▸ YOUR INSTRUCTIONS: Decide whether each statement agrees with the Context Paging text below, answering yes or no and quoting the exact words from the text that settle it. 1. On the 64k-token model, the technique reached 23% compression. 2. The evaluation used a single model. 3. Once a message is summarized, its full content can no longer be retrieved.

▸ GIVEN TEXT:

· · · · · · ·

18 KiB
Context Paging: Virtual Memory for LLM Context Windows
A lightweight mechanism for extending conversational context beyond model limits through summarization, pointer-referencing, and on-demand dereferencing.
Abstract
Large language models (LLMs) have fixed context windows that limit the length of conversations. As dialogues grow, they eventually exceed these limits, forcing a choice: truncate old messages (losing information) or fail the request entirely. We present Context Paging, a technique inspired by virtual memory management in operating systems. Old messages are compressed into summaries with cryptographic pointers back to the originals. The model can retrieve the full content of any summarized message on-demand via a tool call—the analogue of a page fault.
We evaluated Context Paging on a 98-turn coding conversation using two models with different context limits. On a 64k-token model, the technique achieved 23% compression (79,263 → 60,985 tokens). On a 32k-token model with half the context, compression increased to 85.4% (184,154 → 26,774 tokens), demonstrating that context paging automatically adapts compression intensity to available space. In both cases, the conversation completed successfully where it would have otherwise overflowed.

· · · · · · ·

▸ ENTRIES SUPPLIED:

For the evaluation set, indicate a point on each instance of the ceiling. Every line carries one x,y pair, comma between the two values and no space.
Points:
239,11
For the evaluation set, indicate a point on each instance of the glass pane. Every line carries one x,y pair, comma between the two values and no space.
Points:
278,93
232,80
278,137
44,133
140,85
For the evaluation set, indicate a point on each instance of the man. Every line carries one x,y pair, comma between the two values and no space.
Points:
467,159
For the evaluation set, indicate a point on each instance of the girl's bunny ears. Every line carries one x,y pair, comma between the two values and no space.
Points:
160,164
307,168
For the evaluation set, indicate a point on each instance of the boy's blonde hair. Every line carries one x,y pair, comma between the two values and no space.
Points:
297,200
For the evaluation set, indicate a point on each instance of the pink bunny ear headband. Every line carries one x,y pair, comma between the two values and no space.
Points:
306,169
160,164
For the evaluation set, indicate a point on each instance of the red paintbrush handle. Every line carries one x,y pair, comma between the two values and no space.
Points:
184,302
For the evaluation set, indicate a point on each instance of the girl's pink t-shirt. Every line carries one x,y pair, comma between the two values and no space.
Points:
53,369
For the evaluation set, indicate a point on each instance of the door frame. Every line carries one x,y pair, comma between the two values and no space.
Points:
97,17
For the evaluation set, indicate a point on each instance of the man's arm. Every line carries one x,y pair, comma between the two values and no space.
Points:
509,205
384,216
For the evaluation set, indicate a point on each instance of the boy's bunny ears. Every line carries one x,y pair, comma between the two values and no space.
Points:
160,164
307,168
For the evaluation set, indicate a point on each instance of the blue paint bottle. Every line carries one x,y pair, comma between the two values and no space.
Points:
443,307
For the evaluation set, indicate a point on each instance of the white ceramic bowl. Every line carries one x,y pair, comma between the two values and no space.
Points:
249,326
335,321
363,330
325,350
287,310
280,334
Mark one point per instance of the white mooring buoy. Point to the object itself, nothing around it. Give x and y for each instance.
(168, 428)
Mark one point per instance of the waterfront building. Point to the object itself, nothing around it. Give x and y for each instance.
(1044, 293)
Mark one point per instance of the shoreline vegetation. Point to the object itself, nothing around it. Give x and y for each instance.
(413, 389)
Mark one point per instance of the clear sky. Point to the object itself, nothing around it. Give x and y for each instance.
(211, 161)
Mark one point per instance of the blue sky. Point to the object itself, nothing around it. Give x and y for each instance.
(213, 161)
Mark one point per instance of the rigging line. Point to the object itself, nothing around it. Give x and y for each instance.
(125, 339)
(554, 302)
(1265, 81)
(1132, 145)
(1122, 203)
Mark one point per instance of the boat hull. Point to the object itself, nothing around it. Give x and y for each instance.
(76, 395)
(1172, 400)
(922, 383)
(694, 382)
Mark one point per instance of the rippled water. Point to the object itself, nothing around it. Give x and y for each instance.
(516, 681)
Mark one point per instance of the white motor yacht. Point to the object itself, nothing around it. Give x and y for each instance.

· · · · · · ·

▸ EXPECTED ANSWER:
1. Yes: "On a 64k-token model, the technique achieved 23% compression"
2. No: "using two models with different context limits"
3. No: "The model can retrieve the full content of any summarized message on-demand via a tool call"